■ **Challenges**
- 1) Answer these from the essay on water use below:
(a) For what year does the essay present the California Water Plan's net water use numbers?
(b) Besides net use, what does gross water use include?
(c) What two things does the essay's environmental water accounting include?
- 2) Turn the paragraph beginning "Net water use is the amount" in the water use essay into a short bulleted list, keeping its main facts.

■ **Quoted passage**
________
Follow the Water!

by Jay Lund

People often have strange ideas about how water works.  Even simple water systems can be confusing.  When water systems become large complex socio-physical-ecological systems serving many users and uses, opportunities for confusion become extreme, surpassing comprehension by our ancient Homo sapien brains.

When confused by conflicting rhetoric, using numbers to “follow the water” can be helpful.  The California Water Plan has developed some such numbers.  This essay presents their net water use numbers for 2018, by California’s agricultural, urban, and environmental uses by hydrologic region. 

Net water use is the amount by which a water use deprives water from other uses.  This differs from gross water use (a.k.a. applied water use) which includes both the net use plus any water returned after use which is available downstream for other uses.  The biggest net water uses, which deplete the most available water, are evapotranspiration from crops, urban landscapes, and wetlands, as well as required flows to the ocean.  Even large instream environmental or hydropower flows high in a watershed can have little net water use if reused downstream. 

The water accounting for agricultural and urban net water use is fairly strong here, but accounting for environmental flows remains primitive, and should probably be a lower bound.  Much past accounting conveniently (and sloppily) quantified “environmental water use” as all water not consumed by agriculture and cities, which inflated environmental water use.  The environmental water accounting here includes only evapotranspiration from interior environmental purposes (mostly wetlands) and outflows to the ocean required by law and regulation.
________
■ **Stored data**
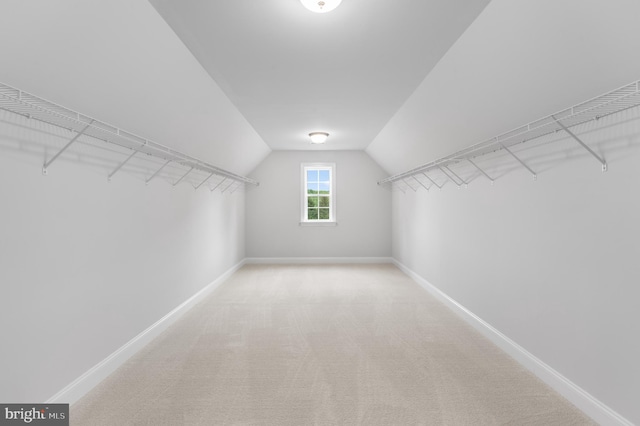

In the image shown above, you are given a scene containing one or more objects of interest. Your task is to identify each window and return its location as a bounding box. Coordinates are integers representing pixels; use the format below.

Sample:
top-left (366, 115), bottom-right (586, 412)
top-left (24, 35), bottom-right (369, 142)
________
■ **Worked answers**
- 1)
(a) 2018.
(b) Any water returned after use that is available downstream for other uses.
(c) Evapotranspiration from interior environmental purposes (mostly wetlands) and outflows to the ocean required by law and regulation.

- 2)
- Net water use: the amount by which a water use deprives other uses of water.
- Gross (applied) water use: net use plus any water returned after use that is available downstream for other uses.
- Biggest net uses: evapotranspiration from crops, urban landscapes, and wetlands, plus required flows to the ocean.
- Large instream environmental or hydropower flows high in a watershed can have little net water use if reused downstream.